▶ _Source passage_
==============================
How do mathematicians celebrate?

“Not the Latino way with mariachi bands or salsa,” Carlos Castillo-Chavez said from a noisy ballroom in Washington, D.C. “Here we have a few drinks.”

The ASU mathematician has plenty of reasons to celebrate. This month he will be awarded one of math’s highest honors on one continent while addressing a gathering of America’s oldest and largest math societies on another.

The first comes this week as he is one of six lecturers at the Mathematical Association of America centennial celebration in Washington, D.C.

Described as the professional home of thousands of mathematicians who share a passion for the subject, the association is the largest society that focuses on math accessible to undergrads. Members include university, college and high school teachers as well as students, scientists, statisticians and others from government, industry and business.

The association's members discuss things like changes in their fields. And Castillo-Chavez said the biggest changes of the last century of math education have come in the past decade and a half.
==============================
▶ _Material provided_
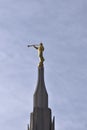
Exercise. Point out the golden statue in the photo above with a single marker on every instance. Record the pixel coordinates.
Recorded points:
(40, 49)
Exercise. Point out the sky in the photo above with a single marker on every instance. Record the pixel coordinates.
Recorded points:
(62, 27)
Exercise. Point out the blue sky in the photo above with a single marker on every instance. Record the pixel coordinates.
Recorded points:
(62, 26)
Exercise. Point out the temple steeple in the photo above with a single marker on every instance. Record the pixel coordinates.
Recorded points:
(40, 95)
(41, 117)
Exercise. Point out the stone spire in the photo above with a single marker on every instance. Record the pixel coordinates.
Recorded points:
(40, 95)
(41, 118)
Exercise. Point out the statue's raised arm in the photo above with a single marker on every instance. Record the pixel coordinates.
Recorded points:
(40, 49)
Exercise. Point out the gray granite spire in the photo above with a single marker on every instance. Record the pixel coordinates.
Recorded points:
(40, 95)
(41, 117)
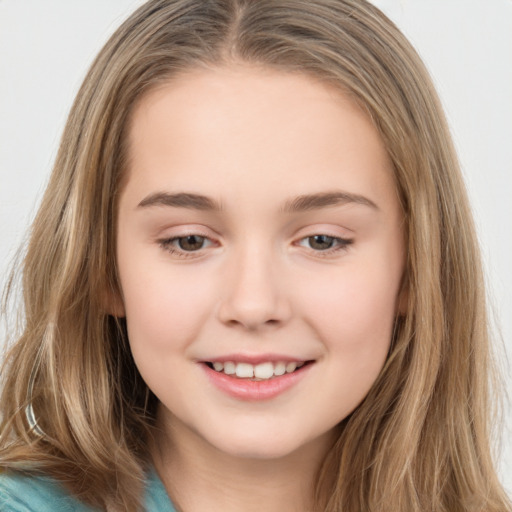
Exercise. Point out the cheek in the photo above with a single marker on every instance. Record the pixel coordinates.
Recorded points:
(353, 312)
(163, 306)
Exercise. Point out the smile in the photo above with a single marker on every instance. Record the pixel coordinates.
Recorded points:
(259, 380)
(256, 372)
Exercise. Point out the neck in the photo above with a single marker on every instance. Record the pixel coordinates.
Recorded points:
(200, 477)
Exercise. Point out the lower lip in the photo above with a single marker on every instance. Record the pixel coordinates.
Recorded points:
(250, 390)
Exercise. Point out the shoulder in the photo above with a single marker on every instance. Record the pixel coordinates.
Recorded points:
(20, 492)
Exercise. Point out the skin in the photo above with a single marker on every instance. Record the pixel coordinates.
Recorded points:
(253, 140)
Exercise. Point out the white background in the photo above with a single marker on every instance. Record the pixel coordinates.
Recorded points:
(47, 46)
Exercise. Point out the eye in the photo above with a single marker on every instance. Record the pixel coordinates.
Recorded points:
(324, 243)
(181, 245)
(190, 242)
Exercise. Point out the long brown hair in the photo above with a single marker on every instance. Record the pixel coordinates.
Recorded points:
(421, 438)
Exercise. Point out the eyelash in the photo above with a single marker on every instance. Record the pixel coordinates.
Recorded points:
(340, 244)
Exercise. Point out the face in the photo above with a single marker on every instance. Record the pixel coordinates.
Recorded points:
==============================
▶ _List of tasks_
• 1. Repeat the article about Carlos Castillo-Chavez word for word from "The ASU mathematician" up to and including "societies on another.".
• 2. Carry on the article about Carlos Castillo-Chavez from its last sentence.
The entries have nothing to do with the work that follows the article about Carlos Castillo-Chavez.

▶ _Per-task outputs_
• 1.
The ASU mathematician has plenty of reasons to celebrate. This month he will be awarded one of math’s highest honors on one continent while addressing a gathering of America’s oldest and largest math societies on another.

• 2.
“The big changes over the last decade and a half has been probably what is called data mines,” he said.

The enormous amount of computer-generated data has exploded, enabling researchers to apply analytical mathematical models to subjects like the behavior of diseased populations, a specialty of Castillo-Chavez.

“How do we build models that respond to questions that are being developed about diseases like ebola?”

Next week he will travel to Beijing, China, to receive the most prestigious award from the world’s top applied mathematics organization, the Society for Industrial and Applied Mathematics’ Prize for Distinguished Service to the Profession, at the International Congress in Industrial and Applied Mathematics. Applied mathematics is the use of math to solve practical problems.

“I look at people who have received it before with tremendous contributions to the role of mathematics to research,” Castillo-Chavez said of the SIAM prize. “To be in that category has been exciting.”

At Arizona State University Castillo-Chavez is a Regents' Professor, elite tenured faculty who are regarded as particularly distinguished in their field of study, as well as a Joaquin Bustoz Jr. Professor of Mathematical Biology and a Distinguished Sustainability Scientist.

He uses mathematical biology – representing, treating and modeling biological processes with math – to study how diseases evolve.

Some of the more than 200 publications he has co-authored include papers on SARS outbreaks in Hong Kong and Singapore; ebola in the Congo and Uganda; and mathematical modeling of how tuberculosis spreads.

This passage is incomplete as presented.